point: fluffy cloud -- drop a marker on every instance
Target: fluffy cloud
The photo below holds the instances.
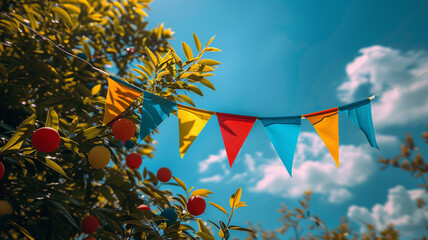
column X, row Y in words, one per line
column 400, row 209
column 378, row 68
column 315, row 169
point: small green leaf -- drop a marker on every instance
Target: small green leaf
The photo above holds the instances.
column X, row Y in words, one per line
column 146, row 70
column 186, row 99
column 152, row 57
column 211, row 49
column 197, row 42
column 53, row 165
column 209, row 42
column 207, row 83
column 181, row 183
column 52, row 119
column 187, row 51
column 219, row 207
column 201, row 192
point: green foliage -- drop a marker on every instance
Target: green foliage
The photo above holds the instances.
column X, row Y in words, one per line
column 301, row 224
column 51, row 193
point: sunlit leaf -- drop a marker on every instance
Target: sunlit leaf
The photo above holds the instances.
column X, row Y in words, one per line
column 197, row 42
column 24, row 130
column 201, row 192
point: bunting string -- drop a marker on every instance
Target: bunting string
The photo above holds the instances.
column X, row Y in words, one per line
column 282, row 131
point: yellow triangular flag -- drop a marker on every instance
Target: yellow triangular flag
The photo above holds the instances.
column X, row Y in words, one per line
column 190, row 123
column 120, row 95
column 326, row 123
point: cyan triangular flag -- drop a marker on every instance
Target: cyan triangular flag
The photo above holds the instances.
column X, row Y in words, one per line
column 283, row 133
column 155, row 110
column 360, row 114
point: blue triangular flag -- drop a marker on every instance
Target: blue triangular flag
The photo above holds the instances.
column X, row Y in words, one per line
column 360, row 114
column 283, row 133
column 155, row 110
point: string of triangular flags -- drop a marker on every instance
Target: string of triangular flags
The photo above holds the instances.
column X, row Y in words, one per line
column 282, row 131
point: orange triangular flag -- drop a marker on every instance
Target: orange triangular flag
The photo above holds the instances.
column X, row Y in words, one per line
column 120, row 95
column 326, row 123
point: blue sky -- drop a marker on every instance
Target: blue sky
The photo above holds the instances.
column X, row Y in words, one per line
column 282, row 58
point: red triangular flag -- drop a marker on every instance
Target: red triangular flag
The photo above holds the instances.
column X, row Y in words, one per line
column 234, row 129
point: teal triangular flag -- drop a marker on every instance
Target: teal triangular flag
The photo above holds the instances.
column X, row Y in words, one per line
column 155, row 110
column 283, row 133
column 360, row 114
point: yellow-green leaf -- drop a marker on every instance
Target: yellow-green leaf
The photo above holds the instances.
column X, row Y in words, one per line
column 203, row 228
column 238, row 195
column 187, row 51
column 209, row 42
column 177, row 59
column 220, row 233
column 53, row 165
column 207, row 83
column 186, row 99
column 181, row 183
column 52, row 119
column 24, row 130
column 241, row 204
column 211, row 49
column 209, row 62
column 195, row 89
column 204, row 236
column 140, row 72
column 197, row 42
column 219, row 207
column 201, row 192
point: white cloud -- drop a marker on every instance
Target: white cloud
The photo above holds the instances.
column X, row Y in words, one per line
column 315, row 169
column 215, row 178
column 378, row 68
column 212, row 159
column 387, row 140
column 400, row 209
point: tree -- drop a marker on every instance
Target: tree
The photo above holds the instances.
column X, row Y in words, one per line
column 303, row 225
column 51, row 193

**Written exercise:** Format all of the lines above as a numbered list, omitting any blank lines. Leave the pictures out of the result.

**Finished exercise:**
1. point: fluffy cloud -- drop a marker on every instance
2. Target: fluffy cloud
3. The photo below holds the instances.
4. column X, row Y in words, one per line
5. column 400, row 209
6. column 378, row 68
7. column 315, row 169
8. point: small green leaf -- drop a marker on every instance
9. Target: small green leaf
10. The photo above holds the instances.
11. column X, row Y in words, one per line
12. column 146, row 70
13. column 186, row 99
14. column 152, row 57
15. column 211, row 49
16. column 197, row 42
17. column 53, row 165
18. column 209, row 42
19. column 207, row 83
20. column 181, row 183
21. column 52, row 119
22. column 187, row 51
23. column 219, row 207
24. column 201, row 192
25. point: green foliage -- drop a marker on every instance
26. Target: green foliage
27. The photo above holds the instances.
28. column X, row Y in words, one per line
29. column 301, row 224
30. column 51, row 193
31. point: sunlit leaf -- drop a marker on every instance
32. Target: sunlit leaf
33. The photo above holds the instances.
34. column X, row Y in words, one per line
35. column 197, row 42
36. column 24, row 130
37. column 201, row 192
38. point: bunting string -- drop a marker on every instance
39. Target: bunting string
40. The photo above holds the instances.
41. column X, row Y in words, one per line
42. column 282, row 131
43. point: yellow triangular flag -- drop a marker on every instance
44. Target: yellow triangular flag
45. The photo above holds the instances.
46. column X, row Y in words, one per line
47. column 190, row 123
48. column 120, row 95
49. column 326, row 123
50. point: cyan triangular flag -- drop a marker on every instance
51. Target: cyan triangular flag
52. The photo above holds the instances.
53. column X, row Y in words, one per line
54. column 283, row 133
55. column 155, row 110
56. column 360, row 114
57. point: blue triangular flag -- drop a marker on every instance
58. Target: blue triangular flag
59. The photo above holds the instances.
60. column X, row Y in words, one per line
61. column 360, row 114
62. column 283, row 133
63. column 155, row 110
64. point: string of triangular flags -- drop a marker on every instance
65. Target: string of triangular flags
66. The photo above holds the instances.
67. column X, row Y in words, one per line
68. column 282, row 131
69. point: orange triangular flag -- drop a marker on every instance
70. Target: orange triangular flag
71. The photo above holds the instances.
72. column X, row Y in words, one per line
73. column 120, row 95
74. column 326, row 123
75. point: blue sky -- drop a marker on every instance
76. Target: blue sky
77. The photo above holds the instances.
78. column X, row Y in words, one per line
79. column 282, row 58
80. point: red triangular flag -- drop a marker on every instance
81. Target: red triangular flag
82. The photo above holds the instances.
83. column X, row Y in words, one per line
84. column 234, row 129
85. point: teal triangular flag -- drop a marker on every instance
86. Target: teal triangular flag
87. The photo above holds the instances.
88. column X, row Y in words, one per line
89. column 155, row 110
90. column 283, row 133
91. column 360, row 114
92. point: yellow-green leaf -- drop a marker on every instance
93. Target: yellow-green leaf
94. The photo above holds the instances.
95. column X, row Y in words, one per line
96. column 203, row 228
97. column 238, row 195
98. column 187, row 51
99. column 209, row 42
100. column 177, row 59
101. column 220, row 233
102. column 53, row 165
103. column 207, row 83
104. column 186, row 99
105. column 181, row 183
106. column 52, row 119
107. column 24, row 130
108. column 241, row 204
109. column 211, row 49
110. column 209, row 62
111. column 195, row 89
112. column 204, row 236
113. column 140, row 72
114. column 197, row 42
115. column 219, row 207
116. column 201, row 192
117. point: white cloud -- drop a marker on every instance
118. Target: white cloud
119. The photo above holds the instances.
120. column X, row Y in words, one per line
121. column 315, row 169
122. column 215, row 178
123. column 378, row 68
124. column 212, row 159
125. column 387, row 140
126. column 400, row 209
127. point: tree -- drop a marker on every instance
128. Target: tree
129. The photo above holds the instances.
130. column X, row Y in words, one per line
131. column 303, row 225
132. column 51, row 193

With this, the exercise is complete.